[Aim 1] Recast the entries as a numbered list, leaving out blank lines. Cover only the lines from the one containing "target | bush" up to and including the one containing "<point>127,883</point>".

-------- Text provided

I encountered a problem where I needed to prove that a set ( A ) is closed under multiplication, given the following properties:
- $0 \in A$
- $1 \in A$
- If $x, y \in A$, then $x - y \in A$
- If $x \neq 0$, then $\frac{1}{x} \in A$
- If $x, y \in A$, then $x +y \in A$
To prove that $xy \in A$ for $x, y \in A$, I followed these steps:
If $x \neq 0$ and $x \neq 1$, since $x - 1 \in A$ and $x \in A$: $ \frac{1}{x-1} \in A \quad \text{and} \quad \frac{1}{x} \in A$
Therefore:
$\frac{1}{x-1} - \frac{1}{x} = \frac{x - (x-1)}{x(x-1)} = \frac{1}{x(x-1)} \in A$
Consequently:
$ x(x-1) \in A \quad \Rightarrow \quad x^2 - x \in A \quad \Rightarrow \quad x^2 \in A $
Similarly for $y$: $ y^2 \in A $
Since $x + y \in A$, we have: $ (x + y)^2 \in A$
Thus:
$ (x + y)^2 - (x^2 + y^2) = 2xy \in A $
Therefore: $ \frac{1}{2xy} \in A$
This implies:
$ \frac{1}{2xy}+\frac{1}{2xy} = \frac{1}{xy} \in A \quad \Rightarrow \quad xy \in A $
My Questions:
- Why does this algebraic manipulation prove that $xy \in A$?
- Is there an alternative logical approach to prove the closure under multiplication for set $A$?
Any additional insights or corrections to my approach would be greatly appreciated.
Thank you!

----------------
-------- Entries

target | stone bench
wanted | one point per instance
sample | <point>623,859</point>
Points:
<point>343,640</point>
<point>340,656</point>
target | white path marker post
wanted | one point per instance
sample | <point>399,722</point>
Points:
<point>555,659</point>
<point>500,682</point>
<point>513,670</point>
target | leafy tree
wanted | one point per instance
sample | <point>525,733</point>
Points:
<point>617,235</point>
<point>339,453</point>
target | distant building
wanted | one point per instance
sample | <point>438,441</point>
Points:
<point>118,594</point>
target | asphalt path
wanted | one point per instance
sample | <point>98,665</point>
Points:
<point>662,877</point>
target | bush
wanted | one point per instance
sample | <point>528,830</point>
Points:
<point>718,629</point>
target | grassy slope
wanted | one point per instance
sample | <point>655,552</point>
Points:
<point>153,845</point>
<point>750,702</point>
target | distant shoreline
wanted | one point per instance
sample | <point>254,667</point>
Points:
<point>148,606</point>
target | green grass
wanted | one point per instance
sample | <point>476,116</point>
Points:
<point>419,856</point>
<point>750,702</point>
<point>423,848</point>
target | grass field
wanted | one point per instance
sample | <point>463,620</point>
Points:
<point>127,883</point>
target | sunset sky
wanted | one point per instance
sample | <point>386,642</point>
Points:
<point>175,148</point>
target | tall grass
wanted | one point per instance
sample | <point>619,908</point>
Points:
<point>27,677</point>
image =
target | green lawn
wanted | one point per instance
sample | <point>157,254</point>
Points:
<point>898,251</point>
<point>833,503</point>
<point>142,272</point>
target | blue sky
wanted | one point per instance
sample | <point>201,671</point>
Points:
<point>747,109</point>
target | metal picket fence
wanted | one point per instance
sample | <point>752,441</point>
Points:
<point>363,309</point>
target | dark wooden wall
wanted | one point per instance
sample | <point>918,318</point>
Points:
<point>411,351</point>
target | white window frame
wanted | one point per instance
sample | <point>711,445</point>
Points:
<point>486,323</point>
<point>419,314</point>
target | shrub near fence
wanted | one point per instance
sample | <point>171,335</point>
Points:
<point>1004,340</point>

----------------

[Aim 2] In the post on closure under multiplication, what is $(x + y)^2 - (x^2 + y^2)$ equal to?

[Complete answer 1]
1. target | bush
2. wanted | one point per instance
3. sample | <point>528,830</point>
4. Points:
5. <point>718,629</point>
6. target | grassy slope
7. wanted | one point per instance
8. sample | <point>655,552</point>
9. Points:
10. <point>153,845</point>
11. <point>750,702</point>
12. target | distant shoreline
13. wanted | one point per instance
14. sample | <point>254,667</point>
15. Points:
16. <point>148,606</point>
17. target | green grass
18. wanted | one point per instance
19. sample | <point>476,116</point>
20. Points:
21. <point>419,856</point>
22. <point>750,702</point>
23. <point>423,848</point>
24. target | grass field
25. wanted | one point per instance
26. sample | <point>463,620</point>
27. Points:
28. <point>127,883</point>

[Complete answer 2] $2xy$, which the post states is in $A$.